Stored data:
________________________
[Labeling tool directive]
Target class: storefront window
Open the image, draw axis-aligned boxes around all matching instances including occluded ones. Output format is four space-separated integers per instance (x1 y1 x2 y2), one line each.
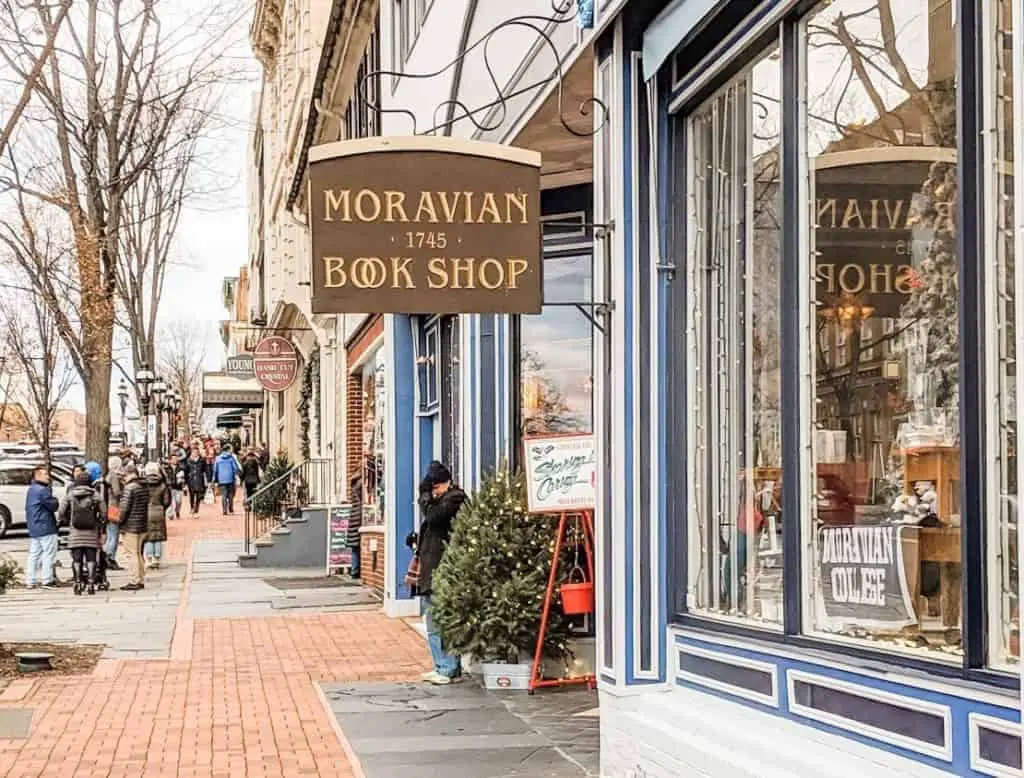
984 0 1020 666
519 253 594 435
687 50 782 624
805 0 958 658
362 349 387 524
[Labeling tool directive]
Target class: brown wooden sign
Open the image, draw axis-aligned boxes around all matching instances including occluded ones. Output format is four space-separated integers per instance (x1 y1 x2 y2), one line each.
309 136 543 313
253 335 299 392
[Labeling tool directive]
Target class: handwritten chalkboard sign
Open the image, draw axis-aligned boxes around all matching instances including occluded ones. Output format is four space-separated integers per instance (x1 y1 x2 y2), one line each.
522 435 597 513
327 503 352 570
818 524 918 629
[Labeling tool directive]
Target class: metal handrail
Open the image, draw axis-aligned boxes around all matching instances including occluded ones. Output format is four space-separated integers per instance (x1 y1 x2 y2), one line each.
242 459 334 554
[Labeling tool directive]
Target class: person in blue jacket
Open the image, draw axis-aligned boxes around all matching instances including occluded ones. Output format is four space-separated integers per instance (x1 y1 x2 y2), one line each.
213 443 242 516
25 467 60 589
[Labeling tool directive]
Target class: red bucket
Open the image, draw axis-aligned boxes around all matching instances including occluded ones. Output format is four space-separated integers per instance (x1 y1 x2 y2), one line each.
560 567 594 616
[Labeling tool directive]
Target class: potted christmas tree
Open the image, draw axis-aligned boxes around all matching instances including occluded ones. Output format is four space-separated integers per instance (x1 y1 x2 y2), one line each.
433 468 568 689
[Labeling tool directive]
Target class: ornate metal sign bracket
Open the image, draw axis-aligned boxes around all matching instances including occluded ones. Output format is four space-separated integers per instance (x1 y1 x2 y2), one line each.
356 0 608 137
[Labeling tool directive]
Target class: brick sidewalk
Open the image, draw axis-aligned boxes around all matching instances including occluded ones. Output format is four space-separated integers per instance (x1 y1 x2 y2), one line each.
0 497 429 778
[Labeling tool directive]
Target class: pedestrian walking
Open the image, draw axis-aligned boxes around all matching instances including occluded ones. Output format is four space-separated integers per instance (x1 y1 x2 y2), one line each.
242 448 262 501
25 465 60 589
58 465 105 595
142 462 171 570
406 461 466 685
103 457 124 570
164 453 185 519
121 463 150 592
184 445 207 517
213 443 239 516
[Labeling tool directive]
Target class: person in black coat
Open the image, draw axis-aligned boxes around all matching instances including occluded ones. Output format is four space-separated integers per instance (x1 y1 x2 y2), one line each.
183 445 207 517
406 461 466 685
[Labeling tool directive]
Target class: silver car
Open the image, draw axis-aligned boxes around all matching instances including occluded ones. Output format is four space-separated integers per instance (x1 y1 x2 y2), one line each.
0 462 71 537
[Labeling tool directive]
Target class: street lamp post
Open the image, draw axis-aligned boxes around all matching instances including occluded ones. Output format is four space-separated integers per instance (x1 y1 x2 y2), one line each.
153 376 167 462
135 362 154 462
166 389 180 453
118 376 128 445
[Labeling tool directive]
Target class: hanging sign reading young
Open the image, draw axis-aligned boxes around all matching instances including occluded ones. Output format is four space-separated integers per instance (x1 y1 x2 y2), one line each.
818 525 918 629
253 335 299 392
309 135 543 313
327 503 352 570
522 435 597 513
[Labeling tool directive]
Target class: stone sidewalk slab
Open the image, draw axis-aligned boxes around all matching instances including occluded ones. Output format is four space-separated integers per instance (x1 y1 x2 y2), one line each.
322 681 597 778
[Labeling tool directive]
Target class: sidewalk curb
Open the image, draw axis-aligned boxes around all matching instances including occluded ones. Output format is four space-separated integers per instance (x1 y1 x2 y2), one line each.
312 681 367 778
170 549 196 661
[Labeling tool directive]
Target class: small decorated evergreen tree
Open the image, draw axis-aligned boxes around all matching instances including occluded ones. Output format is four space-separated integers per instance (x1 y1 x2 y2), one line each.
250 451 293 516
432 469 568 662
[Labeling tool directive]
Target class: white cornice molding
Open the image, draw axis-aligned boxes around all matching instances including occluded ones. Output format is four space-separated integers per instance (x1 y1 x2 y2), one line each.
249 0 283 70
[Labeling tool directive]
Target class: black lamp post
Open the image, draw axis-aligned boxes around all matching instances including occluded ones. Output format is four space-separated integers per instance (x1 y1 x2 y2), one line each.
135 362 154 461
118 377 128 445
152 376 167 462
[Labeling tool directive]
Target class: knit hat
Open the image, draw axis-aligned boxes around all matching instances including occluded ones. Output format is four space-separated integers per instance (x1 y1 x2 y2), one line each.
85 462 103 483
423 460 452 486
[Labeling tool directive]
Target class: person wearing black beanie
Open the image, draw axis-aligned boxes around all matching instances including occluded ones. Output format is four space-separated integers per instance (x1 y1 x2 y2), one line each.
407 460 466 685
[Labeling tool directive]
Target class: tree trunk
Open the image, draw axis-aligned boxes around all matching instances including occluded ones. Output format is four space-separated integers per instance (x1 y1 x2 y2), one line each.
85 359 111 464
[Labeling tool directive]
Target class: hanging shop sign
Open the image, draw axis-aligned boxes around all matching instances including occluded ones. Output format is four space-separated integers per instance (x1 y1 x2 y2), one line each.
818 524 919 630
253 335 299 392
814 147 956 318
224 354 256 379
309 136 543 313
327 503 352 572
522 435 597 513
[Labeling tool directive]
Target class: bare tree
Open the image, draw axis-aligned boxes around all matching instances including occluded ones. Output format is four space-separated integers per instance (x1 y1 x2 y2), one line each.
157 319 207 438
0 0 245 459
0 0 72 155
0 280 75 460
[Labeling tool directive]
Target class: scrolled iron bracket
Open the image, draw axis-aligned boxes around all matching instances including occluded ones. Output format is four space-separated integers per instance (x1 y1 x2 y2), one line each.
355 0 608 138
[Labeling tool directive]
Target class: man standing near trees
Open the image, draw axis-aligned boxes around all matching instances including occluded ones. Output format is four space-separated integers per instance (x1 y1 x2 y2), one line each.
213 443 241 516
25 466 60 589
406 461 466 686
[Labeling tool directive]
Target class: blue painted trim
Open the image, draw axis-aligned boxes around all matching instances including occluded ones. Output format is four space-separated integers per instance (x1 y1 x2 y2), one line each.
650 75 671 681
673 635 1020 776
385 314 417 600
612 44 638 685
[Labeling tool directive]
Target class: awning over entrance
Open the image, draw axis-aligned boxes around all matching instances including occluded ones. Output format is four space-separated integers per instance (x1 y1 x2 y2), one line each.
217 407 249 430
203 373 263 413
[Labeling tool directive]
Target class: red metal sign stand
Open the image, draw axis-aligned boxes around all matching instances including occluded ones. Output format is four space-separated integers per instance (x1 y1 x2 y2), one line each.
529 511 597 694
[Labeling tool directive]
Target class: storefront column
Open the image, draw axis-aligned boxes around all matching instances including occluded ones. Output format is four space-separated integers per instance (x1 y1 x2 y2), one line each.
594 10 667 692
383 314 420 617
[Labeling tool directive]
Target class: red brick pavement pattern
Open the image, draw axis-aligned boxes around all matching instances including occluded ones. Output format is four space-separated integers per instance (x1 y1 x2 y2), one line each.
0 501 429 778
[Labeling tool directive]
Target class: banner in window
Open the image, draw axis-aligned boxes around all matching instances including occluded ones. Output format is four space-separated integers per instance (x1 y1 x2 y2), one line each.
522 435 597 513
309 136 543 313
818 524 918 629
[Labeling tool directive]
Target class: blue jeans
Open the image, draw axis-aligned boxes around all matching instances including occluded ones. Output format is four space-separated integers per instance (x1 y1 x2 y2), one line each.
218 481 234 513
423 597 462 678
105 521 121 561
142 541 164 559
25 534 57 587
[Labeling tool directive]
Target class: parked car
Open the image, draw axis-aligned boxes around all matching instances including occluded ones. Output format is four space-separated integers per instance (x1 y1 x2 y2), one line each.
0 461 71 537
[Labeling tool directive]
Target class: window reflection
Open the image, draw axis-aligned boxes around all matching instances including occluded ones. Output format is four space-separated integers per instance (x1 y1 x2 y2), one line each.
985 0 1020 666
687 51 782 624
519 254 593 435
806 0 962 654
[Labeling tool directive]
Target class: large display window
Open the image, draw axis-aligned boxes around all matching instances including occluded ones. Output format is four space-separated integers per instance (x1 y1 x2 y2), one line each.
671 0 1019 679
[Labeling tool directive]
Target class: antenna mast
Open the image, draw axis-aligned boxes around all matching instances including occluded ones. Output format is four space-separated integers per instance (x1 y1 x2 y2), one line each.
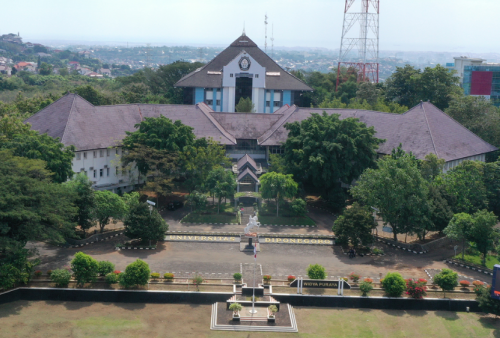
271 23 274 58
264 14 267 53
336 0 380 89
________________________
### PROBLEM DESCRIPTION
Lay out the records from their start through the line containing "362 349 387 524" as a JSON list of strings, one string per line, omitting blank lines. Leave the pictures out of the list.

### THE ANSWER
[
  "[Labeling tool directive]",
  "Target class: storefront window",
  "Open the image, draw axis-aligned boxes around all matching instances including occluded ones. Output format is four space-separated integers per instance (x1 y1 x2 y2), one line each.",
  "984 0 1020 666",
  "519 253 594 435",
  "687 50 782 624",
  "805 0 958 658",
  "362 349 387 524"
]